=== TEXTE SOURCE ===

HÉLÈNE RAIMOND (Agence du Numérique): “Ce qui est important à comprendre pour le dirigeant est qu’il doit intégrer la numérisation dans une stratégie globale afin qu’elle soit efficiente.”

Quelques chiffres avant d’entrer dans le vif du sujet. Ainsi, l’univers 2022 de ce baromètre se compose de 287.892 entreprises (+15.290 par rapport à 2020) ayant un siège social en Wallonie, quels que soient leur taille et leur secteur d’activités. ” Ce qui est nouveau par rapport au baromètre précédent, c’est qu’il intègre pour la première fois les entreprises de l’économie sociale, détaille Hélène Raimond, senior digital strategist à l’AdN. Celles-ci obtiennent des résultats équivalents, voire supérieurs dans certains domaines. Précisons également, pour être complet, que sont exclues de ce baromètre les entreprises dont le siège social ne se trouve pas en Wallonie et qui contribuent pourtant au PIB régional, ainsi que le secteur des administrations publiques.”
Au total, plus de 3.000 questionnaires complets (200 questions) ont été reçus comprenant trois quarts d’entreprises classiques et un quart d’entreprises d’économie sociale.

Perception numérique du dirigeant

Sans surprise, le rôle du dirigeant est essentiel dans la numérisation de l’entreprise. On note dans le baromètre que 40% d’entre eux ont plus de 55 ans, 78% sont des hom­mes et 61% sont diplômés de l’enseignement supérieur. Sans surprise également, il appert que plus le dirigeant est jeune, plus il est favorable à la transformation numérique au sein d’une stratégie globale. En comparaison avec 2020 où les patrons se répartissaient à tiers équivalents entre convaincus, utilitaristes et sceptiques, la part des premiers a augmenté alors que celle des derniers a légèrement baissé. En 2022, on compte 45% (+10) de patrons wallons désormais convaincus du numéri­que pour 25% d’utilitaristes (-8) et 30% de sceptiques (-2). Soulignons que le taux de convaincus atteint 50% dans l’économie sociale.

=== DONNÉES FOURNIES ===

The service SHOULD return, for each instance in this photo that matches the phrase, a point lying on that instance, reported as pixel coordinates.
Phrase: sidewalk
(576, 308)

===

_EXERCICES_
A. Relevez les trois catégories de dirigeants wallons que distingue l'extrait sur le baromètre numérique, en indiquant pour chacune sa part en 2022.
B. Rédigez la suite de l'extrait sur le baromètre numérique wallon, à partir de sa dernière phrase.

_CORRIGÉ_
A.
- Convaincus : 45 %
- Utilitaristes : 25 %
- Sceptiques : 30 %

B.
“Ce qui est important à compren­dre pour le dirigeant est qu’il doit intégrer la numérisation dans une stratégie globale afin qu’elle soit efficiente, souligne Hélène Raimond. Or, on observe que seulement 20% des entreprises ayant conduit des projets numériques ont formalisé une stratégie globale de transformation numérique. Trois secteurs sont significativement en dessous de la fourchette moyenne qui oscille entre 18 et 28% : l’industrie lourde (10%), l’agriculture (6%) et la construction (1%). Si l’on n’a pas une réflexion globale, on risque de grosses désil­lusions et des pertes d’argent. C’est, par exemple, le cas dans l’e-commerce où certains ont littéralement acheté un chat dans un sac avec des systèmes de gestion de contenu où ils ne pouvaient pas eux-mêmes changer ce contenu. Le problème est lié à la taille, les indépendants et les TPE ne disposent souvent pas du temps nécessaire pour mener et suivre un projet de numérisation.”

Si l’entreprise n’a pas une réflexion de numérisation globale, elle risque de grosses désillusions et des pertes d’argent.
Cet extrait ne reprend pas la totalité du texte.